(MATERIAL FOR THIS TASK)
══════════════════════════════

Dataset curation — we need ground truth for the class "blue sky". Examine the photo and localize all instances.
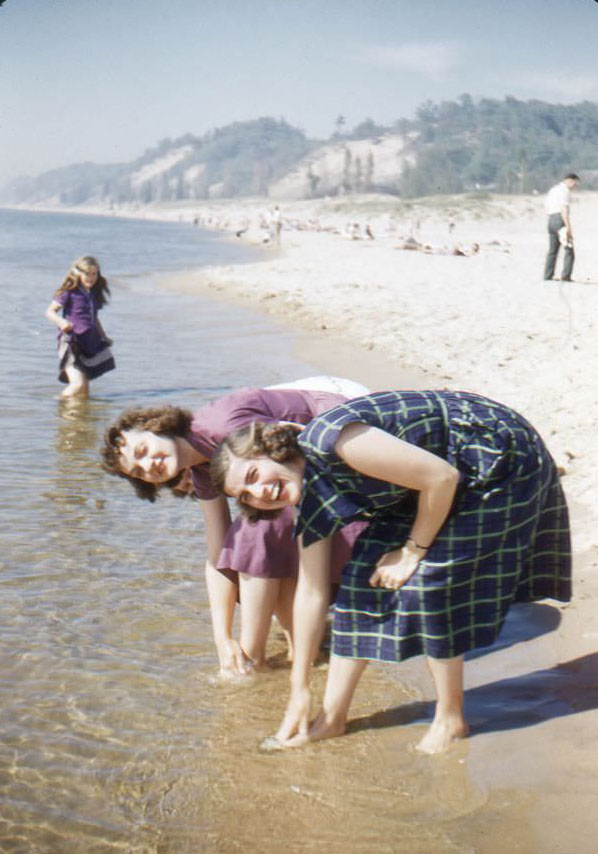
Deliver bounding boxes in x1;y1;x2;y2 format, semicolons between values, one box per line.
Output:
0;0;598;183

══════════════════════════════

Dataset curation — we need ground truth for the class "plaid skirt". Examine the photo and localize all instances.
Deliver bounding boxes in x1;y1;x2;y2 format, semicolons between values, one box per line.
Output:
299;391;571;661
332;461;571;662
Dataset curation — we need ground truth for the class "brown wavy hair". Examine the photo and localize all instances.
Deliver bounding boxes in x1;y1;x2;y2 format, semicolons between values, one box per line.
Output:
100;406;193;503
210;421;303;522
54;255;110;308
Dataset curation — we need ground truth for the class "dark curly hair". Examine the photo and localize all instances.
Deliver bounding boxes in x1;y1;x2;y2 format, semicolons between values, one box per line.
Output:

══════════════════════════════

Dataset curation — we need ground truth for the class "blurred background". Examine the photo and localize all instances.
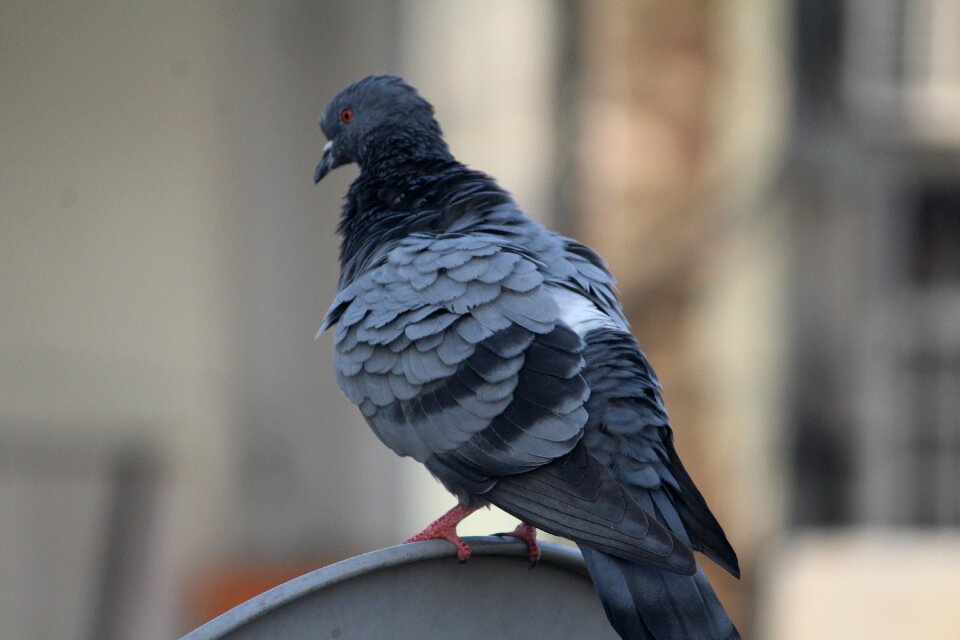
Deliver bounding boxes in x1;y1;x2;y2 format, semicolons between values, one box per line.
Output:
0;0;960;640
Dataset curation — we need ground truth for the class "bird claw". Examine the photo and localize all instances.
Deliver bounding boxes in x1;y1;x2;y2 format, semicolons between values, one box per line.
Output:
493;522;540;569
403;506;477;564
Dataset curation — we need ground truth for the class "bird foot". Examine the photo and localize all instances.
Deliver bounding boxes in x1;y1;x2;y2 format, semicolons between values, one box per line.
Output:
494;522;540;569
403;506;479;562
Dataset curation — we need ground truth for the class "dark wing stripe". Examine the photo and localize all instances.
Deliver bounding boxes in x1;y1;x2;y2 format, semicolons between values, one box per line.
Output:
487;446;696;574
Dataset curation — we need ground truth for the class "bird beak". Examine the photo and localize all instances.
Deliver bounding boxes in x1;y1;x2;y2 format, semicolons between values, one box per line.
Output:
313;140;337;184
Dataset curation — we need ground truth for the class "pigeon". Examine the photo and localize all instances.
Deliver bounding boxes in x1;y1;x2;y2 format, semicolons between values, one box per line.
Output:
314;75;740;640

══════════════════════════════

(SHORT PROBLEM)
Which lines in the entries above contain the word "localize"? Extract each of them and copy it in full.

(RESULT)
Dataset curation — we need ground truth for the class "blue sky". Examine the photo and localize all instances.
Dataset curation — we need ground truth for the class "plaid skirt". Examine the photo and localize all instances.
Dataset curation — we need ground truth for the class "brown wavy hair". Examine the photo and localize all instances.
Dataset curation — we need ground truth for the class "dark curly hair". Examine the photo and localize all instances.
Dataset curation — we need ground truth for the class "blurred background". Examine the photo and localize all instances.
Dataset curation — we need ground truth for the class "bird claw". Examine the photo and localize all instances.
Dataset curation — we need ground truth for the class "bird foot". Examine the photo and localize all instances.
Dataset curation — we need ground truth for the class "dark wing stripe". Examine the photo and localize all instances.
Dataset curation — we need ground truth for the class "bird beak". Examine the photo and localize all instances.
Dataset curation — we need ground truth for the class "pigeon". Examine the photo and localize all instances.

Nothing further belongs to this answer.